REQUIREMENT — Could you please output all of the data exactly, without the images?

[Stored data]

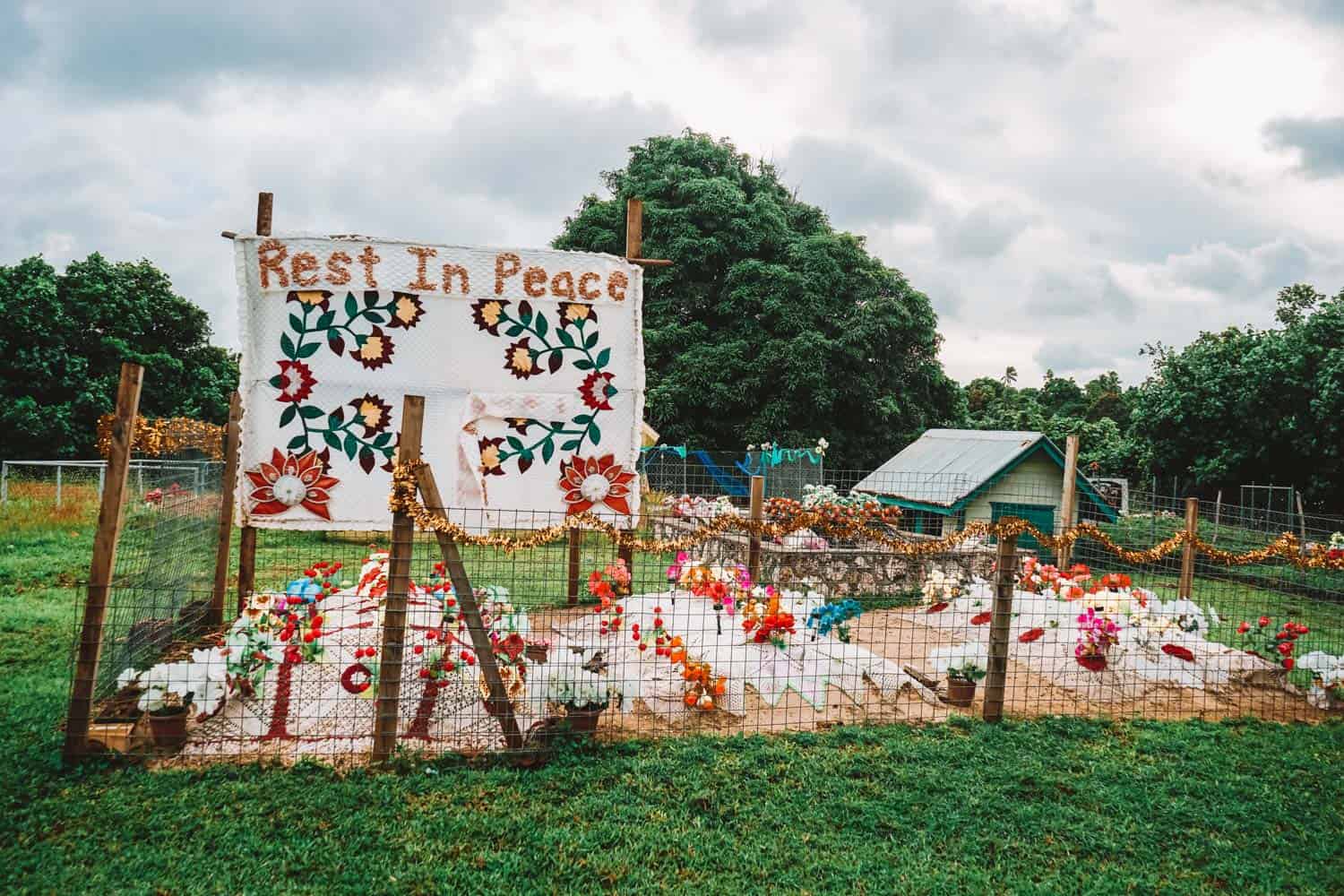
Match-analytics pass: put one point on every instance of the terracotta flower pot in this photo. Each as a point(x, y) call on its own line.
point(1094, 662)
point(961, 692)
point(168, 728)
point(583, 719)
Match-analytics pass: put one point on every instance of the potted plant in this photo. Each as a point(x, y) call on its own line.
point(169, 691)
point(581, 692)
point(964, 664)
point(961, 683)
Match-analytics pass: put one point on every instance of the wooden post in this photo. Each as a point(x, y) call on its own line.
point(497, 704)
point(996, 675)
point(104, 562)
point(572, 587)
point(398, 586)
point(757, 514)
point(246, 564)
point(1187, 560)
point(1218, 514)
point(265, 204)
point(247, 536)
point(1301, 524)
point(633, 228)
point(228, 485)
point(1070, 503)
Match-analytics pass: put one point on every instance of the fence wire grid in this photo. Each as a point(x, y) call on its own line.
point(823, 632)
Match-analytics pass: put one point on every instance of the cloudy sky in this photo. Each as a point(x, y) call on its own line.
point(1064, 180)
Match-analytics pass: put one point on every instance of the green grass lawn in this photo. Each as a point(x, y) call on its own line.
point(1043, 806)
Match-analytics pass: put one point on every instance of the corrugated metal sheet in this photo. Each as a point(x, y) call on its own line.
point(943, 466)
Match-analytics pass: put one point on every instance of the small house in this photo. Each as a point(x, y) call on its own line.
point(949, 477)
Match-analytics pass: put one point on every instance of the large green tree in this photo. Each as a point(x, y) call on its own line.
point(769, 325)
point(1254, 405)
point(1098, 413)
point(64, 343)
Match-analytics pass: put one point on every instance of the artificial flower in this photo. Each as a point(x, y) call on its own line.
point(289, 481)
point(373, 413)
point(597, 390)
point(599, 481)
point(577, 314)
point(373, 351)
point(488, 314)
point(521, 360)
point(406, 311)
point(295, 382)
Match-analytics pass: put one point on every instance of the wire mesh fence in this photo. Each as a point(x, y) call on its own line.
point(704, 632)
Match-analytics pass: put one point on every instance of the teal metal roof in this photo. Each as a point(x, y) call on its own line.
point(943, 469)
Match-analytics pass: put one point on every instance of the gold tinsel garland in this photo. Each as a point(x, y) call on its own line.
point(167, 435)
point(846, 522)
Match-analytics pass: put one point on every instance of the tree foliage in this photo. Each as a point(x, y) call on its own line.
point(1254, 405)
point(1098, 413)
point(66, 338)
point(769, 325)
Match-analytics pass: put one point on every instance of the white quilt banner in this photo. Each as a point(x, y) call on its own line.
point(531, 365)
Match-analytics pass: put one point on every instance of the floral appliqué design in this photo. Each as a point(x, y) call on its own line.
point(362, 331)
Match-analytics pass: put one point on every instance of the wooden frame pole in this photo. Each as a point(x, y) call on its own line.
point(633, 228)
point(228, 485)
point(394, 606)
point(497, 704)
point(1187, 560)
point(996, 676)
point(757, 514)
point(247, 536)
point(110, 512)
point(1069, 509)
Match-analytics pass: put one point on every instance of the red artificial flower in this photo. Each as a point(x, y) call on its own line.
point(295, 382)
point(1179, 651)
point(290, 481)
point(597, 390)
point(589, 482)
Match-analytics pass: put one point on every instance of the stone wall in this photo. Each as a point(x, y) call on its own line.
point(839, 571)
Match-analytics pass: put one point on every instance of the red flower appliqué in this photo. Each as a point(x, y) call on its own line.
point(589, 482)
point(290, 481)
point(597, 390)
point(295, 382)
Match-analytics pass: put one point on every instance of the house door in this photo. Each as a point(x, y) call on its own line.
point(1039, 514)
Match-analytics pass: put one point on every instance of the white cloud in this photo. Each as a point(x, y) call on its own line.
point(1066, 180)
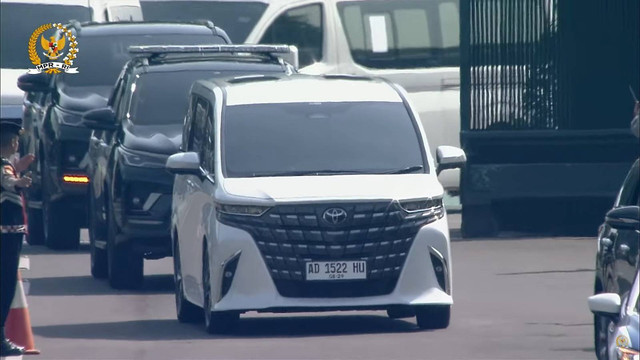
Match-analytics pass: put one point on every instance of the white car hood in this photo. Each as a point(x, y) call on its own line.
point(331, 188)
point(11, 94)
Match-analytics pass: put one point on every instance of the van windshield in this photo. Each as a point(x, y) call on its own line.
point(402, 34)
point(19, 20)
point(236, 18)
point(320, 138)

TASK SOLUTION —
Match-analytics pass: put one point on every instance of the terracotta flower pot in this photo. Each as a point(x, y) call on its own line.
point(1094, 662)
point(961, 692)
point(168, 728)
point(583, 719)
Match-analytics pass: put one point on every instance of the potted plant in this photo. Each as a point(x, y) call on its own line.
point(169, 691)
point(581, 692)
point(964, 664)
point(961, 683)
Match-analytics pass: put one point on every instance of the wooden post in this photo. Each as a point(x, y) call on its own line.
point(497, 704)
point(996, 675)
point(104, 562)
point(572, 587)
point(398, 586)
point(757, 514)
point(246, 564)
point(1187, 560)
point(1218, 514)
point(265, 204)
point(247, 536)
point(1301, 524)
point(633, 228)
point(228, 485)
point(1070, 503)
Match-analytics pass: put one point on every instance of the fence wire grid in this photo. Each as a point(x, y) call on its own line.
point(823, 632)
Match-analytics pass: put one point on every instance of the cloudy sky in this photo. Each as a point(x, y) call on its own line.
point(1064, 180)
Match-analytics pass: put one point on every instance of the green grass lawn in this photo. Each as a point(x, y) call on its own line.
point(1043, 806)
Match-analytics pass: put one point on every instance of the corrugated metal sheet in this photo. Each as a point(x, y) call on its own line.
point(943, 466)
Match-analytics pass: put one point on every instance of the small house in this photo. Each as a point(x, y) call on its own line.
point(949, 477)
Match-analytics pass: put one point on every instance of the large green tree in this photo. Each as a point(x, y) call on its own line.
point(769, 325)
point(1254, 405)
point(1098, 413)
point(64, 343)
Match-analytics pass: put one point on every instance of the artificial flower in this photo. Each as a point(x, y) call on its own line.
point(289, 481)
point(373, 413)
point(597, 390)
point(599, 481)
point(577, 314)
point(373, 351)
point(488, 314)
point(521, 360)
point(406, 311)
point(295, 382)
Match-analytics pass: put one point on every instance of the wire mesh fence in this photo. Each as a point(x, y) call on its own line.
point(704, 632)
Match-analytics pass: put one point on every instance of the teal metal roof in this photo. Each as a point(x, y) call on its own line.
point(943, 469)
Match-analytics pass: put one point on every instance of the gold tinsel garland in this photo. Each as a point(x, y) call on its own line.
point(167, 435)
point(846, 522)
Match-analytics pass: put one point on every instance of the tree foliage in this photo. Each as a point(x, y) call on its own line.
point(1254, 405)
point(1098, 413)
point(66, 338)
point(769, 325)
Match-analytics pass: put one point on every instance of the white quilt banner in this photo. Each as a point(x, y) call on its own line.
point(531, 365)
Match-analytics pass: put one point on every instance of the floral appliqué design in this photo. Each as a point(x, y) call on its own line.
point(362, 331)
Match-analytics pass: put one point on every instance of the wooden frame pole in this photo. Each as a point(x, y) call on its own line.
point(633, 228)
point(228, 485)
point(394, 606)
point(497, 704)
point(1187, 560)
point(996, 676)
point(757, 514)
point(247, 536)
point(110, 512)
point(1069, 509)
Match-analytics pass: put one point on every instance of the red artificial flower in this photo. Each as a point(x, y) call on its own line.
point(295, 382)
point(1179, 651)
point(290, 481)
point(597, 390)
point(589, 482)
Match-analytics pass: put one point on every instance of the stone wall in this photo. Each as a point(x, y) call on its own line.
point(839, 571)
Match-analytics pass: put one point on every instance of the red flower appliqué in this photo. Each as a point(x, y) call on its own line.
point(589, 482)
point(290, 481)
point(597, 390)
point(295, 382)
Match-analytics pass: put one point on every instance of the house door in this photo. Each as a point(x, y) call on its own line.
point(1039, 514)
Match-analytics pass: put one point on every instance of the white cloud in this photo. Each as a point(x, y) call on its own line.
point(1066, 180)
Match-analytics pass: put one point on every instance of the white car hood in this photo. Each as a point(x, y) call on its own line.
point(331, 188)
point(11, 94)
Match-analytics pass: put one point on every instance of the van windshield in this photo. Each as a point(x, y) call on its own line.
point(402, 34)
point(19, 20)
point(236, 18)
point(320, 138)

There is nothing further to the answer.